_Items_
※

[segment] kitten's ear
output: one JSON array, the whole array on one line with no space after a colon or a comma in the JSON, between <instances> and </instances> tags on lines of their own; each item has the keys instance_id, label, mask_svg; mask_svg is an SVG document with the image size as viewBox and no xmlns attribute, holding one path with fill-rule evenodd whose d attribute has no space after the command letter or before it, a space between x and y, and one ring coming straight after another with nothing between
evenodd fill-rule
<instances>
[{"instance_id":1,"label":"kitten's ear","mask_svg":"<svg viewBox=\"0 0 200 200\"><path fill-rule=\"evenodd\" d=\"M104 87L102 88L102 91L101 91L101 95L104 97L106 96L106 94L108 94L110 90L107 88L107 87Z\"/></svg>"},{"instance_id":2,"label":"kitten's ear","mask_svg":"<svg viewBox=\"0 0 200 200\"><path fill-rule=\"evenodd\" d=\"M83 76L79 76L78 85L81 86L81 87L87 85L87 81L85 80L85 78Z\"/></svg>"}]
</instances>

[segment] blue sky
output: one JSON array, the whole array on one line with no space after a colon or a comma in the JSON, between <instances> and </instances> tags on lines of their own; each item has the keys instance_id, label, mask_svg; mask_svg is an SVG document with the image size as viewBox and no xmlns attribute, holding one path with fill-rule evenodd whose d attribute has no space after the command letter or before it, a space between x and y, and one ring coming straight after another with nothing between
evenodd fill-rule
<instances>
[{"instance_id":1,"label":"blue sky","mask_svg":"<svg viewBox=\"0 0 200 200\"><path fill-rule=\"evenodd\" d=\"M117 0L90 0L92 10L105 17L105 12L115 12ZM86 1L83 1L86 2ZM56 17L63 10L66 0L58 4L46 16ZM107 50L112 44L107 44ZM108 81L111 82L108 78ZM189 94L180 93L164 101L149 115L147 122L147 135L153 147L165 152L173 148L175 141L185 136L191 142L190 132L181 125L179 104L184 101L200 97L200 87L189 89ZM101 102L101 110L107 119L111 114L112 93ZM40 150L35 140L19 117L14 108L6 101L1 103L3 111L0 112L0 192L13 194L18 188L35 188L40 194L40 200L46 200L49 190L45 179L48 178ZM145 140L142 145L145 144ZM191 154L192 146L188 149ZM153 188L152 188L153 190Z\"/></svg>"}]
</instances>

※

_Exercise task_
Please quote every record above exactly as it appears.

_Correct answer_
[segment] kitten's ear
output: one JSON array, the whole array on one line with no space after a colon or a comma in the JSON, between <instances> and </instances> tags on lines of their own; each item has the keys instance_id, label, mask_svg; mask_svg is an SVG document with the image size as viewBox and no xmlns attribute, holding one path with fill-rule evenodd whose d attribute has no space after the command letter or before it, a space between x and y, and one ring coming straight after another with nothing between
evenodd fill-rule
<instances>
[{"instance_id":1,"label":"kitten's ear","mask_svg":"<svg viewBox=\"0 0 200 200\"><path fill-rule=\"evenodd\" d=\"M104 87L102 88L102 91L101 91L101 95L104 97L106 96L106 94L108 94L110 90L107 88L107 87Z\"/></svg>"},{"instance_id":2,"label":"kitten's ear","mask_svg":"<svg viewBox=\"0 0 200 200\"><path fill-rule=\"evenodd\" d=\"M83 76L79 76L78 85L81 86L81 87L87 85L87 81L85 80L85 78Z\"/></svg>"}]
</instances>

[segment] blue sky
output: one JSON array, the whole array on one line with no space after a colon or a comma in the JSON, between <instances> and </instances> tags on lines of their own; each item has the keys instance_id, label, mask_svg; mask_svg is an SVG document with the image size as viewBox and no xmlns attribute, holding one path with fill-rule evenodd whose d attribute has no space after the command letter or before it, a space between x and y, and one ring coming straight after another with nothing between
evenodd fill-rule
<instances>
[{"instance_id":1,"label":"blue sky","mask_svg":"<svg viewBox=\"0 0 200 200\"><path fill-rule=\"evenodd\" d=\"M117 0L90 0L92 10L105 17L105 12L115 12ZM86 1L83 1L86 2ZM56 17L63 10L66 0L58 4L46 16ZM107 50L112 44L107 44ZM108 81L111 82L108 78ZM189 94L180 93L164 101L149 115L147 122L147 135L153 147L165 152L173 148L175 141L185 136L191 142L190 132L181 125L179 104L184 101L200 97L200 87L189 89ZM101 102L101 110L107 119L111 114L112 93ZM40 150L35 140L19 117L14 108L6 101L1 103L3 111L0 112L0 192L13 194L18 188L35 188L40 194L40 200L46 200L49 190L45 179L48 178ZM145 140L142 145L145 144ZM191 154L192 146L188 149ZM153 188L152 188L153 190Z\"/></svg>"}]
</instances>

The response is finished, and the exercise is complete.